RECORD SET:
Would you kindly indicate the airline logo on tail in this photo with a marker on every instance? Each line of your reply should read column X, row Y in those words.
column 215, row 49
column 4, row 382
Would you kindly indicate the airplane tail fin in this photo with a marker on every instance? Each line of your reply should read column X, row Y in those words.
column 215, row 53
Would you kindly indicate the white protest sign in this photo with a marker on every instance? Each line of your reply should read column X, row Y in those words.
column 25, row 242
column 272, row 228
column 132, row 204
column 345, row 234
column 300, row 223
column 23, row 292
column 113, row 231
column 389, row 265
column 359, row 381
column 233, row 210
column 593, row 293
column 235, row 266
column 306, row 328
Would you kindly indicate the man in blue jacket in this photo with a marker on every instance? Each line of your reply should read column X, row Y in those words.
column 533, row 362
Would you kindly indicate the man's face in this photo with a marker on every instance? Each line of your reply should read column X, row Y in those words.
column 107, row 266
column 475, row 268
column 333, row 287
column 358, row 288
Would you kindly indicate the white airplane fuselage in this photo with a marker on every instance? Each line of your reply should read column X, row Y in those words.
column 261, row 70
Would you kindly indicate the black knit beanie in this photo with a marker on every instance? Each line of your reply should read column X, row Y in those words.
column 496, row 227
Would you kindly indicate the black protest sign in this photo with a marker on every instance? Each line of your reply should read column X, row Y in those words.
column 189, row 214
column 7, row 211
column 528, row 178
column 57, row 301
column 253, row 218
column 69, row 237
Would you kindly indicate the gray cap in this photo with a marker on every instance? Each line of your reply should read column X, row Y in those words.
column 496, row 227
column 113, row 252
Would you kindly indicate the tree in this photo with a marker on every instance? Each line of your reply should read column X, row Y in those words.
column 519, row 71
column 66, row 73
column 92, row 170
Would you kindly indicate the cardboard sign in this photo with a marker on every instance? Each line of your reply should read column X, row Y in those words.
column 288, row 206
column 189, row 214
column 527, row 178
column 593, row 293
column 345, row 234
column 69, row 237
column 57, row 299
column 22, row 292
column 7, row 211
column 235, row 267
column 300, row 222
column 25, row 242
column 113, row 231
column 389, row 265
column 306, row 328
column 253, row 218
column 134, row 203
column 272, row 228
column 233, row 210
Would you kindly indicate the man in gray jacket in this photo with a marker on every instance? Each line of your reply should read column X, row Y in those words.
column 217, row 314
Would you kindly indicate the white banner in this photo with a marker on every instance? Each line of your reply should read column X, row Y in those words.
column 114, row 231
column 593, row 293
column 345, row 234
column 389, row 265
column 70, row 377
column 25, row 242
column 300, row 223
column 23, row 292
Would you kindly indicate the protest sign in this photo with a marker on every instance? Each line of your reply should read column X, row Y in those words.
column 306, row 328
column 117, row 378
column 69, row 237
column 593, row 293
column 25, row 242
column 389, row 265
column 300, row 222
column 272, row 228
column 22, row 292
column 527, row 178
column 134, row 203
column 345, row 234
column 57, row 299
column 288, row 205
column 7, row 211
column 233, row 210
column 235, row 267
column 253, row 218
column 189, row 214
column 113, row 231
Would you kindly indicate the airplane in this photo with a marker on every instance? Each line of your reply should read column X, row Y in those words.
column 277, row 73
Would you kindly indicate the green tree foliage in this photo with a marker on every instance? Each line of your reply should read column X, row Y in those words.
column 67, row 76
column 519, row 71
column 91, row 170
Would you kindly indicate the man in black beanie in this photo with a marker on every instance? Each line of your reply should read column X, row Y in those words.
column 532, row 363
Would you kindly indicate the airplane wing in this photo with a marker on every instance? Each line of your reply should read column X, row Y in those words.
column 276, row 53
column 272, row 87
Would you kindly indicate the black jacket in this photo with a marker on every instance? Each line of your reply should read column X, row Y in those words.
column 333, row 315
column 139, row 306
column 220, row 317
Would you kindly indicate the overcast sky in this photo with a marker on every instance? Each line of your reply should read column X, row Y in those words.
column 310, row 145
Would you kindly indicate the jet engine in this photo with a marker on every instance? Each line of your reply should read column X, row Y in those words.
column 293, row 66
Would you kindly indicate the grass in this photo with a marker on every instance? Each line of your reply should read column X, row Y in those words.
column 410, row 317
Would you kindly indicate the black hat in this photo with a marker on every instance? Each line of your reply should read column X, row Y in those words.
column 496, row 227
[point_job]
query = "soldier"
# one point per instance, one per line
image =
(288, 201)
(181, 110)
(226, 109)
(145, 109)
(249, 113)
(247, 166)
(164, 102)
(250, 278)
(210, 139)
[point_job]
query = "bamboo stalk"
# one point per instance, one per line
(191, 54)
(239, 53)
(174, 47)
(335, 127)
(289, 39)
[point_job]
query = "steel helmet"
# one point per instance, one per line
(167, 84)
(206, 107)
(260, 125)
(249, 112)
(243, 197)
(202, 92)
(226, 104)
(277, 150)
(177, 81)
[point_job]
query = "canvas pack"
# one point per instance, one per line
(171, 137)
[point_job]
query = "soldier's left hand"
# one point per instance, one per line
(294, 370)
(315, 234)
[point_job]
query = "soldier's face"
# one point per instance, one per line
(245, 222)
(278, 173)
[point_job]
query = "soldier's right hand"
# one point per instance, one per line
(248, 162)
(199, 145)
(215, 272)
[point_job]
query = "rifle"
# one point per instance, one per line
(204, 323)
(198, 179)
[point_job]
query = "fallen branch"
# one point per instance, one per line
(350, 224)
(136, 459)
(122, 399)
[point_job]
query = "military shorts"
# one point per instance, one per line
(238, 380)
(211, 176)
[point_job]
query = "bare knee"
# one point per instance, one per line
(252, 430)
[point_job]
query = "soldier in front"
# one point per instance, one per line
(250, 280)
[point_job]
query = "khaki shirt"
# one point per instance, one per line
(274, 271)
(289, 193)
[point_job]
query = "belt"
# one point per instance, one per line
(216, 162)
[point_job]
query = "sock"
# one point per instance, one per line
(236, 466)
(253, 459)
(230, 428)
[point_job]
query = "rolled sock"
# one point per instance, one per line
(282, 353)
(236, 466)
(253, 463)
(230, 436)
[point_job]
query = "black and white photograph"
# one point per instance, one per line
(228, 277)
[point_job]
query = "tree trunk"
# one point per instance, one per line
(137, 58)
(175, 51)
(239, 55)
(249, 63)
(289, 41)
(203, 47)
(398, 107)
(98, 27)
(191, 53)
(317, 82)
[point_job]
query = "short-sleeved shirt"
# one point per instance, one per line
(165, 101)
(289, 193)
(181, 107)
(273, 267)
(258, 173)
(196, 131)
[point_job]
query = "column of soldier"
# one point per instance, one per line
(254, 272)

WHAT NEEDS TO BE DONE: Lines from the entries that contain the word "shirt" are what the answer must hold.

SOLUTION FOR THIS TASK:
query = "khaki shirt"
query = "short-sleeved shirt"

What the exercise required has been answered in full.